### What you are asked to do
Please reproduce the part of the entries that opens with the first line and closes with the line containing "(1074, 364)", with every coordinate in the answers offset by 47.

(Location annotation dataset excerpts)

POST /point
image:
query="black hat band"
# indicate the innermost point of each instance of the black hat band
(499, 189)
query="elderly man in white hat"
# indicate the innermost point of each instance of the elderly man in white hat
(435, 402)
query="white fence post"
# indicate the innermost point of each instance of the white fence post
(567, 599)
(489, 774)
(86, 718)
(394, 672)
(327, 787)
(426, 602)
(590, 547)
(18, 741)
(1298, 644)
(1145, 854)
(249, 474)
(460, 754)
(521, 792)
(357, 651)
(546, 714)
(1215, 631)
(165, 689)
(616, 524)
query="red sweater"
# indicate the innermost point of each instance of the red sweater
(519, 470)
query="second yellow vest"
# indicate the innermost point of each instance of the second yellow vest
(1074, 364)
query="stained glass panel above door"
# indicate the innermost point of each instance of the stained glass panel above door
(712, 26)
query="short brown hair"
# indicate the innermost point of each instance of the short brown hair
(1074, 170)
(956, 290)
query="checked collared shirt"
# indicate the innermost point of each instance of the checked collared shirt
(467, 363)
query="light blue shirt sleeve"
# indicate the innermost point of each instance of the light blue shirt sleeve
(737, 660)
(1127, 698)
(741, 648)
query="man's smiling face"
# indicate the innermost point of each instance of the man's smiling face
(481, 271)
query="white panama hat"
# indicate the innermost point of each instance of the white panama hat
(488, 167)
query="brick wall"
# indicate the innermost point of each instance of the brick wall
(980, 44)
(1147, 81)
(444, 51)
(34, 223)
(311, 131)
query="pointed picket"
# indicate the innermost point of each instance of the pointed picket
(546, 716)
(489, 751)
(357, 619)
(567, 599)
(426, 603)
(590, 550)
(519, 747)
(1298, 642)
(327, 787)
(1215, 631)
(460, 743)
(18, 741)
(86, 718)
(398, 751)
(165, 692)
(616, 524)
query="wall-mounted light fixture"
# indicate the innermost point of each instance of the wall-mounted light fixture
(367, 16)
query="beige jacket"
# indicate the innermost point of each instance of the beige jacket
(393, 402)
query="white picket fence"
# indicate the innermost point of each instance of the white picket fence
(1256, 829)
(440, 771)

### Result for this exercise
POST /point
image:
query="black hat band"
# indicate the innermost point of each instance of the black hat band
(546, 236)
query="elderly man in white hat"
# indicate the innermost point of each instance of the elderly man in white hat
(482, 449)
query="white fence post"
# indicate the innermost point of each instance of the white fence post
(614, 646)
(536, 821)
(133, 765)
(441, 719)
(374, 834)
(473, 649)
(637, 594)
(65, 788)
(1345, 691)
(1192, 901)
(296, 521)
(507, 801)
(568, 839)
(404, 698)
(593, 761)
(1262, 678)
(212, 736)
(663, 571)
query="red sweater"
# indicate the innermost point of each instance of the red sweater
(566, 517)
query="second yellow vest"
# indicate the innermost point of each instance of the second yellow vest
(1121, 411)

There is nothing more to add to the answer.